(Task)
Rewrite the items below, changing each occurrence of "biggest circle" to "largest circle" and leaving every other character as it stands.

Records from a point labeling set:

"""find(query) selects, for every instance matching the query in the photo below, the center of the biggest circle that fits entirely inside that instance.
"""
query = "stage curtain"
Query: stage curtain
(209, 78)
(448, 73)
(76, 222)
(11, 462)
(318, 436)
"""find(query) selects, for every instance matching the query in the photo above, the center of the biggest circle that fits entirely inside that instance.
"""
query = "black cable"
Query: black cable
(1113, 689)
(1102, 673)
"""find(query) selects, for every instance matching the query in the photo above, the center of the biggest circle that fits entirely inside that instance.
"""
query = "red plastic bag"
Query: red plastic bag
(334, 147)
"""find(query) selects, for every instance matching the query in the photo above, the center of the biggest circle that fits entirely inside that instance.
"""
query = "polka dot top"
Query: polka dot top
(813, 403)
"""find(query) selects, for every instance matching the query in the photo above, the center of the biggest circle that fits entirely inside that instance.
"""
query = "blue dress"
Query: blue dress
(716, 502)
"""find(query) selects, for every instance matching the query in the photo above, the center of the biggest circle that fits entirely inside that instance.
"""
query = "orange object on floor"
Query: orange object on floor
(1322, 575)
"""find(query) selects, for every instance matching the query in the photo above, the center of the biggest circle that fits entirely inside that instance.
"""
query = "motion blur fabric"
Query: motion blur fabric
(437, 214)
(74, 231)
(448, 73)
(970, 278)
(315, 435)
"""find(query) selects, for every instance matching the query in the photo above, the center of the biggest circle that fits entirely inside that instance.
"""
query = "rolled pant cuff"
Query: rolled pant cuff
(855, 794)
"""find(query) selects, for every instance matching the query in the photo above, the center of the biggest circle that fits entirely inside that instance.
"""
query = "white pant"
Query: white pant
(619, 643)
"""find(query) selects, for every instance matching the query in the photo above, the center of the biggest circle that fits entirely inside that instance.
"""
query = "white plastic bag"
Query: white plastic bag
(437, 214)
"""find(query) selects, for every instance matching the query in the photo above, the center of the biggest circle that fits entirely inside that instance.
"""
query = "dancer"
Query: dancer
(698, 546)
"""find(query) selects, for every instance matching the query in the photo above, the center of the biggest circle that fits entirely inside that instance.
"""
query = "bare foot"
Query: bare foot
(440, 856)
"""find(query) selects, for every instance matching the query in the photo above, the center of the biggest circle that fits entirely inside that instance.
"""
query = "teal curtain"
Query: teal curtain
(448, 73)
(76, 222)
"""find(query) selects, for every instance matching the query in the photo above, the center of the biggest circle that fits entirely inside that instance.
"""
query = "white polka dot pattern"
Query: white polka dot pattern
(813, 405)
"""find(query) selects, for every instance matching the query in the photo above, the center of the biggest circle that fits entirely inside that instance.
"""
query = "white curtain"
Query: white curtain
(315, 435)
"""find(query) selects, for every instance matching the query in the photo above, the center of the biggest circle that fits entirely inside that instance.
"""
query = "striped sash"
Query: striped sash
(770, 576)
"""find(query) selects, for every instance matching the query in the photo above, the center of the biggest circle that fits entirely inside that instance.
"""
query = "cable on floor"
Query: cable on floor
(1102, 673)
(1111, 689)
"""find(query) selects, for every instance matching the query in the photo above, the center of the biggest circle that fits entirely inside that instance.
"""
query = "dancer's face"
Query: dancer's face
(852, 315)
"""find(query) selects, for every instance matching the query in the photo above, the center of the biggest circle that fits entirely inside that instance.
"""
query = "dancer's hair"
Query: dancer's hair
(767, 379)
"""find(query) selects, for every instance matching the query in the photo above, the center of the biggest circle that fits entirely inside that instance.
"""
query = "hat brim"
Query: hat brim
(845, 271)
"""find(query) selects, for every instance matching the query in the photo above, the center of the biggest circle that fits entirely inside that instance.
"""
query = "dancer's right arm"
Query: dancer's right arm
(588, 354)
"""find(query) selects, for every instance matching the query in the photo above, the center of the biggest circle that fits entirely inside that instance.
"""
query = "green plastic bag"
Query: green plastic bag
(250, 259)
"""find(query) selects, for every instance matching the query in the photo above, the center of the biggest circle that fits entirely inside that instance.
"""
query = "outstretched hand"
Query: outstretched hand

(Result)
"""find(query) selects, for every instance matching the query in the photo below, the center of the largest circle that fits entirely inside that instance.
"""
query = "stage curtain"
Query: stage curtain
(209, 78)
(448, 73)
(76, 222)
(11, 462)
(318, 436)
"""find(query) selects, for every instance matching the query in the photo above, the center of the largest circle that fits entirely inside that instance.
"""
query = "black cable"
Query: black cable
(1113, 689)
(1102, 673)
"""find(query) selects, for every instance matching the query in the photo above, the center of the largest circle that fits entirely inside that instance.
"""
query = "red plastic bag"
Query: red plastic bag
(334, 147)
"""find(query) selects, for every instance matching the query in the photo above, the center of the largest circle that fits entirely inside that instance.
"""
query = "polka dot top"
Query: polka dot top
(813, 403)
"""find(query) selects, for every instance matching the query in the photo above, the center of the largest circle that fits entirely inside that instance.
"""
query = "blue dress"
Query: blue dress
(716, 502)
"""find(query) selects, for every instance matching the query in the photo above, the center of the largest circle that fits entirely inside that instance.
"""
query = "orange object on floor"
Query: orange object on floor
(1322, 575)
"""find(query) selects, for every instance matching the query in the photo above, the center of the largest circle that fits entirely inside that instance.
"""
query = "motion blur fabric"
Query: motion blur fabric
(437, 214)
(74, 231)
(448, 73)
(970, 278)
(315, 435)
"""find(query) selects, for every instance matching the query in the photo above, the center of the largest circle that fits entirely inside that instance.
"""
query = "rolled pant cuff"
Query: rolled pant cuff
(855, 794)
"""find(query) selects, for every instance matching the query in the photo above, the center of the largest circle that fits entirely inside that instance.
"""
query = "white pant"
Query: white pant
(619, 643)
"""find(query) selects, for every instance matching the query in the photo above, the center of the largest circle that fits entirely inside that instance.
"""
query = "white plastic bag"
Query: white plastic bag
(437, 214)
"""find(query) selects, for every instance matching the query in the photo above, the center of the largest circle that fits entirely inside that instance.
"""
query = "dancer"
Query: dancer
(698, 546)
"""find(query) selects, for every instance matching the query in the photo above, the center of the largest circle that fits entirely inside that instance.
"""
query = "bare foot"
Query: bare foot
(440, 856)
"""find(query) selects, for every instance matching the query in the photo above, the center of the largest circle that fits entirely inside that instance.
"""
query = "teal curtain"
Query: teal curtain
(448, 73)
(76, 222)
"""find(query) selects, for every instance matching the query in the photo above, the center of the largest circle that fits entirely inside that instance.
"""
query = "white polka dot pattern"
Query: white polka dot pattern
(813, 405)
"""find(query) selects, for every instance matching the query in the photo above, the center of the largest circle that fits entirely inside that instance.
"""
query = "white curtain"
Query: white curtain
(315, 435)
"""find(query) selects, for every instance matching the query in the photo above, the center of the largest circle that fits entirely inside that instance.
"""
query = "striped sash"
Query: striped sash
(770, 576)
"""find(query) selects, for every instance matching the query in the photo above, the center of the largest circle that fits entirely inside that instance.
"""
query = "cable on floor"
Query: cable on floor
(1102, 673)
(1111, 689)
"""find(query) selects, for every instance matching the query in the photo above, the center of the largest circle that fits entirely inside that instance.
"""
query = "dancer's face"
Query: dancer's face
(852, 315)
"""find(query) selects, for every instance matching the query in the photo above, the center of the largest circle that fits entirely inside that instance.
"""
query = "dancer's hair"
Query: dancer's hair
(767, 379)
"""find(query) selects, for every instance matching the query in the photo above, the center of the largest circle that fits entirely inside that instance.
"""
query = "hat brim"
Query: hat brim
(845, 271)
"""find(query) selects, for every instance matching the query in the photo above, the center of the largest circle that fits entirely inside that instance.
"""
query = "dancer's right arm"
Query: dancer's right arm
(588, 354)
"""find(query) selects, for every instance matching the query in the photo above, the center of the largest circle that fits entirely inside that instance.
"""
query = "green plastic bag"
Query: green plastic bag
(250, 259)
"""find(query) selects, for every instance matching the query in the photo above, the center of the largest circle that fits entirely inside that instance.
"""
query = "outstretched hand"
Query: outstretched hand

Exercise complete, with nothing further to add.